- _TEXTE PRÉSENTÉ_:
= = = = = = =
La proposition ici discutée d’un schéma national d’occupation des sols a le mérite de relier planification et aménagement, dans une formule souple associant les divers échelons de la décision, tout en gardant une vue d’ensemble sur tout le territoire national. S’appuyant sur des exemples en Europe, elle permettrait d’éviter gentrification, surdensification des espaces, mitage périurbain et artificialisation des sols, et de réduire les émissions de GES.
Le mitage pavillonnaire et commercial des zones rurales ne cesse de se poursuivre depuis plusieurs décennies, alors que l’urgence de préserver la biodiversité et les paysages culturels suppose à l’inverse de contenir l’extension des villes par la maîtrise de la croissance urbaine. Le monde politique s’en est récemment ému, si bien que le gouvernement a lancé en juillet 2018 l’objectif « Zéro artificialisation nette », prévoyant la renaturation des sols en superficie équivalente au taux brut d’artificialisation. Évasif sur les instruments à mettre en œuvre, ce programme ne s’attaque qu’aux effets du problème, car il laisse de fait la possibilité de poursuivre l’urbanisation et les déséquilibres spatiaux qu’il induit sous la promesse de les compenser a posteriori. En discussion ce printemps 2021, la loi Climat et résilience fait un pas en avant en proposant l’interdiction des centres commerciaux de plus de 10 000 m2 en périphérie.
= = = = = = =
- _INFORMATIONS FOURNIES_:

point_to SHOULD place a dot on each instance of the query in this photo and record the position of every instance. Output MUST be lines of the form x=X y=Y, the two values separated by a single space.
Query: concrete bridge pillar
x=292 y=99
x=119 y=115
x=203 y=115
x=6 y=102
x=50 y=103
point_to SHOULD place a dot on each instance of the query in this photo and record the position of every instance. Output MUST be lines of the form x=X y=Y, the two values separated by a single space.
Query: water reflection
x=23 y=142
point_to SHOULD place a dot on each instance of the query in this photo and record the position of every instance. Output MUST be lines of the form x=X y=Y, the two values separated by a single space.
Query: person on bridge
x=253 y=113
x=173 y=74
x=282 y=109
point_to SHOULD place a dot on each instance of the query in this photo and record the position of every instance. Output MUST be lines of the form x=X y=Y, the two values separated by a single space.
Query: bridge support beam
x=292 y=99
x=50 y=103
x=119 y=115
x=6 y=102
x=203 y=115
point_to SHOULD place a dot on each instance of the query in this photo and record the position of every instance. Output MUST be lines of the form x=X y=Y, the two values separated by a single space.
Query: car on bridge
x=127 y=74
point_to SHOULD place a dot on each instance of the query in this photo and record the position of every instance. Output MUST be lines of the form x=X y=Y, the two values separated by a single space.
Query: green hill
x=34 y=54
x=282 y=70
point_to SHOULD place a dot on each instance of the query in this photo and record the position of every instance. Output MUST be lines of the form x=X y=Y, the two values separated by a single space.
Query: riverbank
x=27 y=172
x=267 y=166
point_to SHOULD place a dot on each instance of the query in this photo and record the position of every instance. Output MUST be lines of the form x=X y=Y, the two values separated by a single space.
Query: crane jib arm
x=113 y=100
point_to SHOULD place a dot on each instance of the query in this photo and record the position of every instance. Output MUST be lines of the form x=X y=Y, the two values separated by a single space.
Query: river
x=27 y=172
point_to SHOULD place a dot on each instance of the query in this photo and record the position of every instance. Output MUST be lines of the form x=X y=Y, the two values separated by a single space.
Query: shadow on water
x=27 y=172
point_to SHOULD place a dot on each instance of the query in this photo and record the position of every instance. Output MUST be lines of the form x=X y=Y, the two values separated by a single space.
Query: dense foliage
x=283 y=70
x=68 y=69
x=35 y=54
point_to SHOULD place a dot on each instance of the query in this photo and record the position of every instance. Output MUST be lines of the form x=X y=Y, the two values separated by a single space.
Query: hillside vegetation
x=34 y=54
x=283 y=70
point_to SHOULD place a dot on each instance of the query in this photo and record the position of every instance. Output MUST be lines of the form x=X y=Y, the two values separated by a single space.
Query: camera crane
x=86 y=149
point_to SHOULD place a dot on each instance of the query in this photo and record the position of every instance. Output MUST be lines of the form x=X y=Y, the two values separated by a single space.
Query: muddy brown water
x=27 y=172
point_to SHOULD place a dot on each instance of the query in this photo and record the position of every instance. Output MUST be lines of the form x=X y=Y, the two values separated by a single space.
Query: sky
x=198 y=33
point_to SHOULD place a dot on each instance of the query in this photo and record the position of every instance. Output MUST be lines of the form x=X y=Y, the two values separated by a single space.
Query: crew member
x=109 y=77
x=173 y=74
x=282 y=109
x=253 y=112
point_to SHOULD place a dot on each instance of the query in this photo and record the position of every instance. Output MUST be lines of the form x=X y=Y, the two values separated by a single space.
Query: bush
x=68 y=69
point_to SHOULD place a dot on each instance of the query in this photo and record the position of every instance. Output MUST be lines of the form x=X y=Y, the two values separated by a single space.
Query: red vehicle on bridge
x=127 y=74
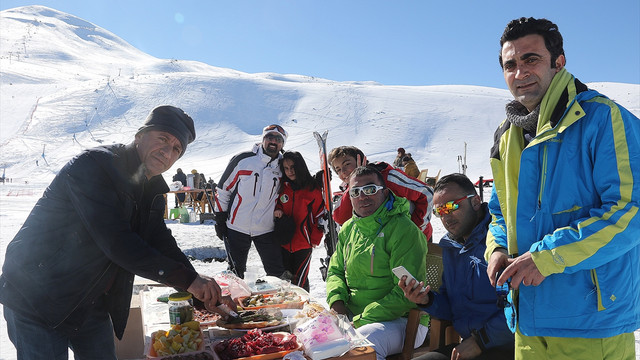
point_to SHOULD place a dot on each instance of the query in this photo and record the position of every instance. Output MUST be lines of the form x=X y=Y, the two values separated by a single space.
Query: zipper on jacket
x=373 y=255
x=255 y=183
x=345 y=256
x=594 y=279
x=275 y=186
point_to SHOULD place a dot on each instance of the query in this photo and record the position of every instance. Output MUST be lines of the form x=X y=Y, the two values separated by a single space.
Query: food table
x=149 y=315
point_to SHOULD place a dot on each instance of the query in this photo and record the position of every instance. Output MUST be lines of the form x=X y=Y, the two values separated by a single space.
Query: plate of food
x=265 y=319
x=205 y=317
x=281 y=299
x=256 y=345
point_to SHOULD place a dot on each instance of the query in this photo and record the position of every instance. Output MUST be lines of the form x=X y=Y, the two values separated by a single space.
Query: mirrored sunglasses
x=368 y=190
x=274 y=137
x=450 y=206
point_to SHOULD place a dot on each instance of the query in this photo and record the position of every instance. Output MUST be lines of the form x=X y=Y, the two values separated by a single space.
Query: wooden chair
x=432 y=180
x=441 y=332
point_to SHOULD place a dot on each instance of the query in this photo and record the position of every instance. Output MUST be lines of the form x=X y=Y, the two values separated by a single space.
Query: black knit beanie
x=172 y=120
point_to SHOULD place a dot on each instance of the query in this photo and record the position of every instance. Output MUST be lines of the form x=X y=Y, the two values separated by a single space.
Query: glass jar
x=180 y=308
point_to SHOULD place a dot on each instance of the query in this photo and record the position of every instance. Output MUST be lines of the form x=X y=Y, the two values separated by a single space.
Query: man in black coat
x=68 y=273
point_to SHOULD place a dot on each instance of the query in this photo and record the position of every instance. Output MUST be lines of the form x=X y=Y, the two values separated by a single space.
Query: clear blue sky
x=404 y=42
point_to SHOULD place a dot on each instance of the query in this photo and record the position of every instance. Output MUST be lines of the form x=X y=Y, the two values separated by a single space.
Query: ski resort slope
x=67 y=85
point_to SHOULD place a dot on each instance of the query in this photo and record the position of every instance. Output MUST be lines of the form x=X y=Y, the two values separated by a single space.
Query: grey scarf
x=519 y=116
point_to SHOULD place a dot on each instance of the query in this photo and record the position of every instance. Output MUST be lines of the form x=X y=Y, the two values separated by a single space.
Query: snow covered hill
x=67 y=85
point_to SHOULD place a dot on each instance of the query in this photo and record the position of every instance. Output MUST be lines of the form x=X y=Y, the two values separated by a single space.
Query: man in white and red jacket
x=245 y=200
x=345 y=159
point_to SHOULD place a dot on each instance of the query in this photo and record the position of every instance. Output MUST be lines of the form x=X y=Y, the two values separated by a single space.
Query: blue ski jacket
x=571 y=197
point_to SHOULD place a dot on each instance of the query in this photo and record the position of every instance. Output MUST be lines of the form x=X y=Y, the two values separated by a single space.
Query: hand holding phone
x=400 y=271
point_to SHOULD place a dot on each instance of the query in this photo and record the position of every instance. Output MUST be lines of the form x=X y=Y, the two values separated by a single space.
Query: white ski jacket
x=248 y=190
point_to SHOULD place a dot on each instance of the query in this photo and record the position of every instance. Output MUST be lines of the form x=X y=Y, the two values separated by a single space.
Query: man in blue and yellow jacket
x=565 y=224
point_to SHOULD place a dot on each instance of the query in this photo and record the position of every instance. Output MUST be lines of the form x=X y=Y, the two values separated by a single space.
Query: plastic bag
x=327 y=335
x=175 y=186
x=232 y=285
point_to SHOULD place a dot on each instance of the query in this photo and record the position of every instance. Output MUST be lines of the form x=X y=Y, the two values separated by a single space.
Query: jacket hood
x=258 y=150
x=476 y=237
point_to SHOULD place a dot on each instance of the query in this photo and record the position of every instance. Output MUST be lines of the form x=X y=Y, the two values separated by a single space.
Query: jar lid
x=180 y=296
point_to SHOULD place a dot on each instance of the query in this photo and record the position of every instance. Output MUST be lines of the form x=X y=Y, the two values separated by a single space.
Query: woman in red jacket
x=300 y=198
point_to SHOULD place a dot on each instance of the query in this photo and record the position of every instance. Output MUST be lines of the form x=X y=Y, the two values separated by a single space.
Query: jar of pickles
x=180 y=308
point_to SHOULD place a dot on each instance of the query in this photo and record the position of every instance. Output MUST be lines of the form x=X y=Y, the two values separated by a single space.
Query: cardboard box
x=132 y=344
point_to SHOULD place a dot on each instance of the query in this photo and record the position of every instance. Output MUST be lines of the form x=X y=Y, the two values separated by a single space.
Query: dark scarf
x=518 y=115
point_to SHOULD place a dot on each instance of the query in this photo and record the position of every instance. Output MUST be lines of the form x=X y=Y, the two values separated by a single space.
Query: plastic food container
x=180 y=308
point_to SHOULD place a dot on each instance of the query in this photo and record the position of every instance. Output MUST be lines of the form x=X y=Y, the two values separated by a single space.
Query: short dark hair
x=527 y=26
x=456 y=178
x=368 y=170
x=341 y=151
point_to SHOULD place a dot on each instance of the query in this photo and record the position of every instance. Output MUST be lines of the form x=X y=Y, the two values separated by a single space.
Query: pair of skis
x=331 y=235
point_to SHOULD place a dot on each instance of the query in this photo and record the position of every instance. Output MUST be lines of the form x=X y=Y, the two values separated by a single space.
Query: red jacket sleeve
x=343 y=209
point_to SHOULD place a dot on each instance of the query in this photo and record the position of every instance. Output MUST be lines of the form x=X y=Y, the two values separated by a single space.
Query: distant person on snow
x=245 y=200
x=360 y=284
x=410 y=167
x=301 y=201
x=68 y=274
x=397 y=163
x=182 y=177
x=345 y=159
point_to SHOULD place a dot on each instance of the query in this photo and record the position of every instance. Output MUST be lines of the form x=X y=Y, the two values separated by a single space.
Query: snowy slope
x=67 y=85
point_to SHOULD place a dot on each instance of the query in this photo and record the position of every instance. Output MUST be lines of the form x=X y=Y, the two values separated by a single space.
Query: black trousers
x=238 y=245
x=298 y=263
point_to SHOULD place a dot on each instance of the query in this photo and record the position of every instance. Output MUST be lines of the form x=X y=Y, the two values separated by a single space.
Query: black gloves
x=221 y=225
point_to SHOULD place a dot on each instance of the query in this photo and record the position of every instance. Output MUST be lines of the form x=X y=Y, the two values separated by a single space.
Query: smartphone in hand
x=400 y=271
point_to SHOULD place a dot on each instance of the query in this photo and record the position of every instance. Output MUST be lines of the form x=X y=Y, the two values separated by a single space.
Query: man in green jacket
x=360 y=284
x=565 y=219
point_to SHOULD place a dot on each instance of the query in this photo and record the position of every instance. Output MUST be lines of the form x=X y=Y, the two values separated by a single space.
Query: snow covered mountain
x=67 y=84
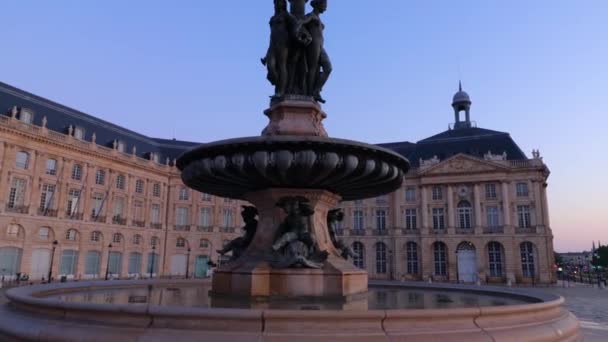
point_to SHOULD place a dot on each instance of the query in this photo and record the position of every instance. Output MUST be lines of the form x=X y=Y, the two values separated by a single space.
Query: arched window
x=13 y=231
x=71 y=235
x=92 y=263
x=441 y=258
x=134 y=263
x=527 y=259
x=465 y=213
x=69 y=262
x=359 y=258
x=10 y=261
x=96 y=236
x=22 y=160
x=495 y=257
x=380 y=258
x=117 y=238
x=411 y=249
= = = = = = =
- _EXERCICE ÉCRIT 1_: En quel mois et en quelle année le gouvernement a-t-il lancé l'objectif « Zéro artificialisation nette », selon le texte sur l'occupation des sols ?
- _EXERCICE ÉCRIT 2_: Recopiez fidèlement le passage du texte sur l'occupation des sols qui va de « La proposition ici » jusqu'à « émissions de GES. » inclus.
- _EXERCICE ÉCRIT 3_: Énumérez tous les phénomènes que, d'après le texte sur l'occupation des sols, la proposition de schéma national permettrait d'éviter.
Les lignes ont une autre provenance que le texte.

- _RÉPONSE COMPLÈTE 1_: En juillet 2018.

- _RÉPONSE COMPLÈTE 2_:
La proposition ici discutée d’un schéma national d’occupation des sols a le mérite de relier planification et aménagement, dans une formule souple associant les divers échelons de la décision, tout en gardant une vue d’ensemble sur tout le territoire national. S’appuyant sur des exemples en Europe, elle permettrait d’éviter gentrification, surdensification des espaces, mitage périurbain et artificialisation des sols, et de réduire les émissions de GES.

- _RÉPONSE COMPLÈTE 3_:
- la gentrification
- la surdensification des espaces
- le mitage périurbain
- l'artificialisation des sols